> [SET TASK]: Rewrite the lines from the start through the line containing "Outlines of the weathered", inclusive, with "weathered wood surface" replaced by "aged wood surface" and everything else unchanged. Leave the picture out of your answer.

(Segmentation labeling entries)
START

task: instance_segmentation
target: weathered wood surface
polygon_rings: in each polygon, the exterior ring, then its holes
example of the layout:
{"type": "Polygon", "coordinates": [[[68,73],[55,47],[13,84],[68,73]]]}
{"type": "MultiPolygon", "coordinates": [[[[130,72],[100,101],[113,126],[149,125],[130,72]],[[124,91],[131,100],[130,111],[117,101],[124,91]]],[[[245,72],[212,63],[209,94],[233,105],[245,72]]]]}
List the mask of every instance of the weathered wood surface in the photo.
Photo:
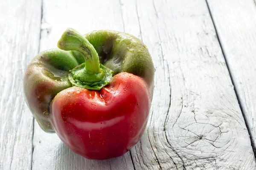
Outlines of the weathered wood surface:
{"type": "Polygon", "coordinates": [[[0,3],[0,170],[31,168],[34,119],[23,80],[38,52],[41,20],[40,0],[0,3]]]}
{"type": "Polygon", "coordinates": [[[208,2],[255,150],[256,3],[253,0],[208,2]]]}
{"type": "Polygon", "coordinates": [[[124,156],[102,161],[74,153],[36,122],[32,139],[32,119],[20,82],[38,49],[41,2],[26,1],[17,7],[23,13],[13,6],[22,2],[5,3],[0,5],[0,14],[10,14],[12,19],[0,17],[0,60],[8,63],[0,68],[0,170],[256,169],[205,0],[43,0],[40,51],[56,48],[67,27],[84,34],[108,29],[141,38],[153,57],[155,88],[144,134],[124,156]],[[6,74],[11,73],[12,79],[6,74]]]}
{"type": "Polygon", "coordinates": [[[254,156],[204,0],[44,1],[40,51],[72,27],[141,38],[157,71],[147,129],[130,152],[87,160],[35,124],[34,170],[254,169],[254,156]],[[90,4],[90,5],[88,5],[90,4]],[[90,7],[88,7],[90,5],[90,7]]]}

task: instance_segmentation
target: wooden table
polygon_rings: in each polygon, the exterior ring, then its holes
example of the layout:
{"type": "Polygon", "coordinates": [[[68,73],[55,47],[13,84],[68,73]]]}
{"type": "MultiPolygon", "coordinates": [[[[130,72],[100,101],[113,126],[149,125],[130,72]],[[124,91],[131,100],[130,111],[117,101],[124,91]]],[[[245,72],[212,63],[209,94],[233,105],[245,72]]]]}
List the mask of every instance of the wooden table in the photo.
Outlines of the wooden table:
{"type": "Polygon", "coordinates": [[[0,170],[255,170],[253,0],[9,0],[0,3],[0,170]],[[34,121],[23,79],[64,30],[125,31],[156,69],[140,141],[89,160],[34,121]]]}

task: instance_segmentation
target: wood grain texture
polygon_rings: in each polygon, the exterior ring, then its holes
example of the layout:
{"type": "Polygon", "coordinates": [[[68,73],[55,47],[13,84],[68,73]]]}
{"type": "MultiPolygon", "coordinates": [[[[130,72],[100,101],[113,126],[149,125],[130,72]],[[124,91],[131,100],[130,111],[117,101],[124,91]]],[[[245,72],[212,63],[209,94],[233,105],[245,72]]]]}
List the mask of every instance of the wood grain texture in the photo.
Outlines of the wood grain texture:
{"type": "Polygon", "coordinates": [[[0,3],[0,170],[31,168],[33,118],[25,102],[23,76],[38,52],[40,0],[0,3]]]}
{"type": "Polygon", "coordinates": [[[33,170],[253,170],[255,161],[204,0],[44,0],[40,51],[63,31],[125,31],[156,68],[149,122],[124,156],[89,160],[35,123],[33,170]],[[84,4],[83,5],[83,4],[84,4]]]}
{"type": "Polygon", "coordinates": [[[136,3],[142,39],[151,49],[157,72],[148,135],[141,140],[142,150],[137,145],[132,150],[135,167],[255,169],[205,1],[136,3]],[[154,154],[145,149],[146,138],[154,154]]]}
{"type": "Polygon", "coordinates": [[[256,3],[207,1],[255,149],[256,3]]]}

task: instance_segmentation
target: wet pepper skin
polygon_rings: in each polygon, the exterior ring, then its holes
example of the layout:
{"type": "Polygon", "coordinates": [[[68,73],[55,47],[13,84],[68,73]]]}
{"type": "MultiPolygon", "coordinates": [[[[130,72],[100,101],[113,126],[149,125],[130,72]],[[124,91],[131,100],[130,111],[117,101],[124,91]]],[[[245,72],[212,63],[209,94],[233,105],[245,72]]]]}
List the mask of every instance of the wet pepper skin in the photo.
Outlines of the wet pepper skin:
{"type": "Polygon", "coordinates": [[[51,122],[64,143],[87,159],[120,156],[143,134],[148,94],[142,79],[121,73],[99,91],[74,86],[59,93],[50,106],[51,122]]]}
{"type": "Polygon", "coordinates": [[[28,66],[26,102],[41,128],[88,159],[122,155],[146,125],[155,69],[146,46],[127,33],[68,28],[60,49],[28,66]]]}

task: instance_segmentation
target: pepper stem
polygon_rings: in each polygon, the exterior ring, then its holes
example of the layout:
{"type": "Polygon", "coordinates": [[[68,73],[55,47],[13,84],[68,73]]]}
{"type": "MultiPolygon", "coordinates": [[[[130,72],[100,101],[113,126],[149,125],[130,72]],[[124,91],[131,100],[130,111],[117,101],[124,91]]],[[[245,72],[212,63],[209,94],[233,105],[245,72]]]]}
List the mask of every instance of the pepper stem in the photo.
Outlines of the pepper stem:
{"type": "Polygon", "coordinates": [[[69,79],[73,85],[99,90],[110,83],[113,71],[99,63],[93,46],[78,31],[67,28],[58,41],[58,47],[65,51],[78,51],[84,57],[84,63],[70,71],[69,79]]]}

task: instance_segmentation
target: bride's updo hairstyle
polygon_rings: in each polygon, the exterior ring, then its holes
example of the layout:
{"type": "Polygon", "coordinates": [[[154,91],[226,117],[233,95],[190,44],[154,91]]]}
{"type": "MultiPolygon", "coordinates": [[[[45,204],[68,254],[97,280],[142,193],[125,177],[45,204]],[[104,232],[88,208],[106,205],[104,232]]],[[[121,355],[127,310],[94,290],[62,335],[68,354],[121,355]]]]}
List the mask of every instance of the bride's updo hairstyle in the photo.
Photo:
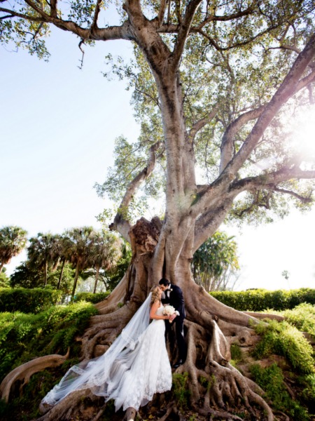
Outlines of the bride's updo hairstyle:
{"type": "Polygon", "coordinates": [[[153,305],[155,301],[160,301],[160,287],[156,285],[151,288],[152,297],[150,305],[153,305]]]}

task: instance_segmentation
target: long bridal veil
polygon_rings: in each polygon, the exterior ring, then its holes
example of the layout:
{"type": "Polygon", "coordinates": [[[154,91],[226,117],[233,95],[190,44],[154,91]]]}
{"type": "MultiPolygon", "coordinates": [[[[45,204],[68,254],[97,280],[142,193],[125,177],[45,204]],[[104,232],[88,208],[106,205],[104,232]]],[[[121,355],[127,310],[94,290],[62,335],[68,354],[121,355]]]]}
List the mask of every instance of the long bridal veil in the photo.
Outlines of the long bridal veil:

END

> [RESULT OF THE TASK]:
task: instance_segmentation
target: aged wood surface
polygon_rings: in each polygon, the exterior ring, then its holes
example of the layout:
{"type": "Polygon", "coordinates": [[[68,73],[55,47],[13,84],[68,73]]]}
{"type": "MultiPolygon", "coordinates": [[[[130,72],[100,101],[113,126],[149,125],[130,72]],[[124,91],[131,100],[130,111],[117,101],[124,91]]],[[[245,72],[212,63],[209,94],[233,105],[245,72]]]]}
List the mask of every instance of the aged wood surface in the photo.
Photo:
Outlines of the aged wood surface:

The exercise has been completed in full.